INSTRUCTION ▸ Locate each line in the records below that contains the string "grille" and reproduce every such line in full. The match is case-sensitive.

• • • •

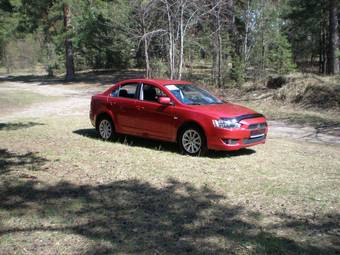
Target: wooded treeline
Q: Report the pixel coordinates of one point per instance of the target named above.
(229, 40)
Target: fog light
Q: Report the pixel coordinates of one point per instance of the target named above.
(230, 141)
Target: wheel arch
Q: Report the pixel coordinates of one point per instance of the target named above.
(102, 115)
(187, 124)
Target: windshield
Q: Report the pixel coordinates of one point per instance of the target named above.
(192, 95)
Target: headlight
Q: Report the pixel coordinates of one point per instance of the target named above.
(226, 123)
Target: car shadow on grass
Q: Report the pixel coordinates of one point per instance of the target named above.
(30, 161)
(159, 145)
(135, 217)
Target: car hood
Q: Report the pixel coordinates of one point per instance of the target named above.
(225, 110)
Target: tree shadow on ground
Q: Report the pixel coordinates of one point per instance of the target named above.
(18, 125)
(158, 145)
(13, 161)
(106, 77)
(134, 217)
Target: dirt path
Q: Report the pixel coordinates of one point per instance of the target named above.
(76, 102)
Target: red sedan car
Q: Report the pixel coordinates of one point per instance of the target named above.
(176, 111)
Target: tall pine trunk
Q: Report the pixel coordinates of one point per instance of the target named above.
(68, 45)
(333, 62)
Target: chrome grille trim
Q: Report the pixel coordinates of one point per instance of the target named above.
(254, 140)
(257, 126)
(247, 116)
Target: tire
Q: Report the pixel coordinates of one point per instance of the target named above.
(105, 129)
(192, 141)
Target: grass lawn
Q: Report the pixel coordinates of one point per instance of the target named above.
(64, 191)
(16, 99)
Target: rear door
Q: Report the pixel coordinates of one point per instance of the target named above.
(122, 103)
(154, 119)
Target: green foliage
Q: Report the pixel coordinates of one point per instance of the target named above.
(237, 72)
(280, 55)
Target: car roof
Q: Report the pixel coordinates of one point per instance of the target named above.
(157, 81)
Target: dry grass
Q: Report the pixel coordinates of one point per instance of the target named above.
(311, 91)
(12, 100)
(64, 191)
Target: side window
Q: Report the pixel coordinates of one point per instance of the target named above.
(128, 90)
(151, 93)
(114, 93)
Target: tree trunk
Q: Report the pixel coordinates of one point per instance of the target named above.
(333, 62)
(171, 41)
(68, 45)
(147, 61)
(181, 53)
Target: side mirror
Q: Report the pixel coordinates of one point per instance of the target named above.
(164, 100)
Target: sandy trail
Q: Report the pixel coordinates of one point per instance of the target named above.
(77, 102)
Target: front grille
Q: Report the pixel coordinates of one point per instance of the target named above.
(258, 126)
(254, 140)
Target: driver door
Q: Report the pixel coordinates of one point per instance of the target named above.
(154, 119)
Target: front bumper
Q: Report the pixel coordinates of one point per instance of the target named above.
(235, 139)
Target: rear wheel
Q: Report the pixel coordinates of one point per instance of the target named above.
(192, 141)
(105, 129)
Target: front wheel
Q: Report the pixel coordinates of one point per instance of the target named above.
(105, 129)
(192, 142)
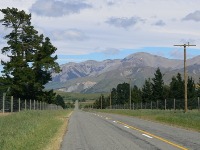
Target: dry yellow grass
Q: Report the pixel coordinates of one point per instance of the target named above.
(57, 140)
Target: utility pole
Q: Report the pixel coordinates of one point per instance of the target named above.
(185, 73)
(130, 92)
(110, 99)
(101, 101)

• • • •

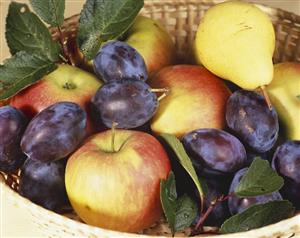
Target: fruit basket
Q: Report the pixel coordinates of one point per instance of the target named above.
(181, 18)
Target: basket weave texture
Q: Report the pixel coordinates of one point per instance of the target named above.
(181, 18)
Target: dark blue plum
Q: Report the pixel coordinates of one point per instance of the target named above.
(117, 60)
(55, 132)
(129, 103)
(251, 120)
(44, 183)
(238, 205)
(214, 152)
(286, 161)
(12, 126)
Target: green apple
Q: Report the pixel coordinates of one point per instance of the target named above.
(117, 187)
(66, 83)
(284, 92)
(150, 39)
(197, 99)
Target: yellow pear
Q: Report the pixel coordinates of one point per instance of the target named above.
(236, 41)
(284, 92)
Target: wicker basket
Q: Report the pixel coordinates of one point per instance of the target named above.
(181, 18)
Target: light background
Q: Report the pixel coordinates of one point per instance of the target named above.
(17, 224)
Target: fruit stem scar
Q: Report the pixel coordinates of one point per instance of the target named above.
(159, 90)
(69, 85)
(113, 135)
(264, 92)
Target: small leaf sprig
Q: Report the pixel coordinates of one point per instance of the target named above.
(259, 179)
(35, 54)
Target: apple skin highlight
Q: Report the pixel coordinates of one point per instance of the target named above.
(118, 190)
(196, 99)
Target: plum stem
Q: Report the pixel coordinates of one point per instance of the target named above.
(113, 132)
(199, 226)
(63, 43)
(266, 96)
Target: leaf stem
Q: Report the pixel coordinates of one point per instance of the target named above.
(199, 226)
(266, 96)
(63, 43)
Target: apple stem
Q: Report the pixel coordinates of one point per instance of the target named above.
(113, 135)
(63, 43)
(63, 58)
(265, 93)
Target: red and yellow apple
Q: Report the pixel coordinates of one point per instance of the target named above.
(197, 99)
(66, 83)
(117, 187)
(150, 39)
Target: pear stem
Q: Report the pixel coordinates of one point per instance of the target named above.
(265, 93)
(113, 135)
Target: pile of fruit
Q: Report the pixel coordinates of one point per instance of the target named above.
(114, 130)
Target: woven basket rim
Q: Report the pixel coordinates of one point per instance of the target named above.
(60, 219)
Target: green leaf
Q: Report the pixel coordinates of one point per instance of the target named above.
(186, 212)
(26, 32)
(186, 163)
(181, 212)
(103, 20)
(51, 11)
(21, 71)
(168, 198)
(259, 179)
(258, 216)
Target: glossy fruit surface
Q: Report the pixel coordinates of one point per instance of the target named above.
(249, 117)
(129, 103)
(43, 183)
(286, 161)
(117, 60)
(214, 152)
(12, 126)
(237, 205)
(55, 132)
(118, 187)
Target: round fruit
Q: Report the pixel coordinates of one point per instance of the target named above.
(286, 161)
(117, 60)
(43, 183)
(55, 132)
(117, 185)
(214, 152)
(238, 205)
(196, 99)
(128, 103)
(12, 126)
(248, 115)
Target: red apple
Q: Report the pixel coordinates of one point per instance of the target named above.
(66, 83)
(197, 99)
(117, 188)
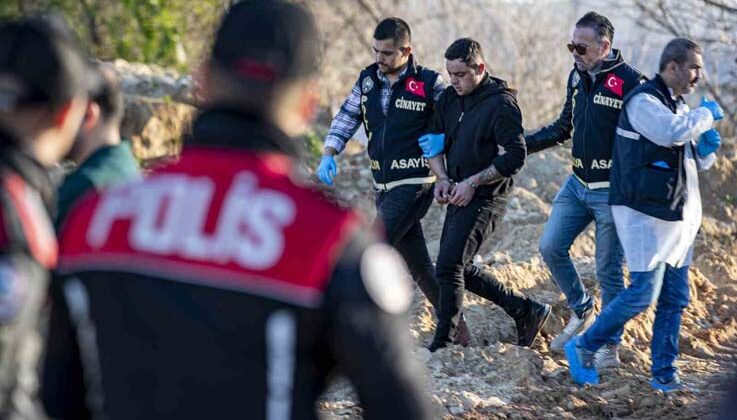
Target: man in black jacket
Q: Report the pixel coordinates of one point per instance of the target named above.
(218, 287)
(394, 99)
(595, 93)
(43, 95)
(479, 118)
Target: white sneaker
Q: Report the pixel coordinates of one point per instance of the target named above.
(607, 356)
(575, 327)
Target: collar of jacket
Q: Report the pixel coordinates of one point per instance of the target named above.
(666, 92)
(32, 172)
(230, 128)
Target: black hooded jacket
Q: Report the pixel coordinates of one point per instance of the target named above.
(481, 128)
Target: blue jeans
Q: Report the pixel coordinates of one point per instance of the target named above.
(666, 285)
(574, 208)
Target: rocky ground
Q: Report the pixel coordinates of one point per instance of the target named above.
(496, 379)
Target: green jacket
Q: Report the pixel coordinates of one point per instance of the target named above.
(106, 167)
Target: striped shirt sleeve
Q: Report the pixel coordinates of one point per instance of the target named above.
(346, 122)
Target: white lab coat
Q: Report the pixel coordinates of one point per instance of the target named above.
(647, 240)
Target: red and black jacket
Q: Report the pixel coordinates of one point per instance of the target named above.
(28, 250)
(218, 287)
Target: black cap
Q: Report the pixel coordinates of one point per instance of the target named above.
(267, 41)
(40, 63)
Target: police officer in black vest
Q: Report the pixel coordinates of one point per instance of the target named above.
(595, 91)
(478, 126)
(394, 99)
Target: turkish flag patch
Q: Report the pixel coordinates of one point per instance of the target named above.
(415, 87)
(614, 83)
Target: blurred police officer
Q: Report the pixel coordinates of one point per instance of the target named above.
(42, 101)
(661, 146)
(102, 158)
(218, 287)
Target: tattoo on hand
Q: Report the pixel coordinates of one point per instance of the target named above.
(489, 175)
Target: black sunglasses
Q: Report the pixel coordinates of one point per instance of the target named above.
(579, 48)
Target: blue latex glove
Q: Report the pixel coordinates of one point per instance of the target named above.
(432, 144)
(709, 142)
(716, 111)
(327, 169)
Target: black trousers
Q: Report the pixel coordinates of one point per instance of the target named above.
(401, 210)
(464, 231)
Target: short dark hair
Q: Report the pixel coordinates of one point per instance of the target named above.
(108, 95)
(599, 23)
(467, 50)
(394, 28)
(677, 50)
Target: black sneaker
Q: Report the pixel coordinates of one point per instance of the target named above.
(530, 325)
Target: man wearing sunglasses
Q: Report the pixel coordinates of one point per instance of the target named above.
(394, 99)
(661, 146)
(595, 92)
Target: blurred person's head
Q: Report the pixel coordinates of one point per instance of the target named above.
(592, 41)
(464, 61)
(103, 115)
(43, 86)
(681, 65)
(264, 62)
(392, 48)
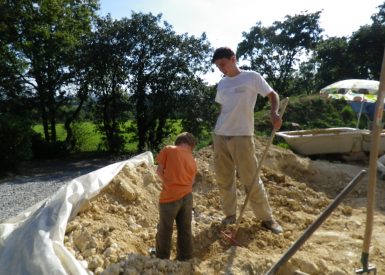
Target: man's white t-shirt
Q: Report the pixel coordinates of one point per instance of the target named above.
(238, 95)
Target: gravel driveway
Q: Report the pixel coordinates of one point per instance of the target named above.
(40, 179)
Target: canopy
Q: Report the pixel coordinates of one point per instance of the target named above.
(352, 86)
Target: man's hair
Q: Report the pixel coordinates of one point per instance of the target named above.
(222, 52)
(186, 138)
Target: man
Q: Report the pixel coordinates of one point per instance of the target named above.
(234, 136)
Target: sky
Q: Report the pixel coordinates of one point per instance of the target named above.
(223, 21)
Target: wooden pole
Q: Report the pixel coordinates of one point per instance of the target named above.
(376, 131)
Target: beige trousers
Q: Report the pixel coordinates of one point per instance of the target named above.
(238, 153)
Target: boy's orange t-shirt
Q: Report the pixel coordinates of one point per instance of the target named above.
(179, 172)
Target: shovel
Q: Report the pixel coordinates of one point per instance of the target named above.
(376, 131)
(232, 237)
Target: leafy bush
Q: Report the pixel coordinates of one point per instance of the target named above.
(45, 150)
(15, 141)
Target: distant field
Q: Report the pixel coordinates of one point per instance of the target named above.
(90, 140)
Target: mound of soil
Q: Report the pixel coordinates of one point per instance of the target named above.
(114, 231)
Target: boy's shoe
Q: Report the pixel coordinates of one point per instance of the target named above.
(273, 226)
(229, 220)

• • • •

THE RESPONSE ▸
Target: chrome grille trim
Target: front grille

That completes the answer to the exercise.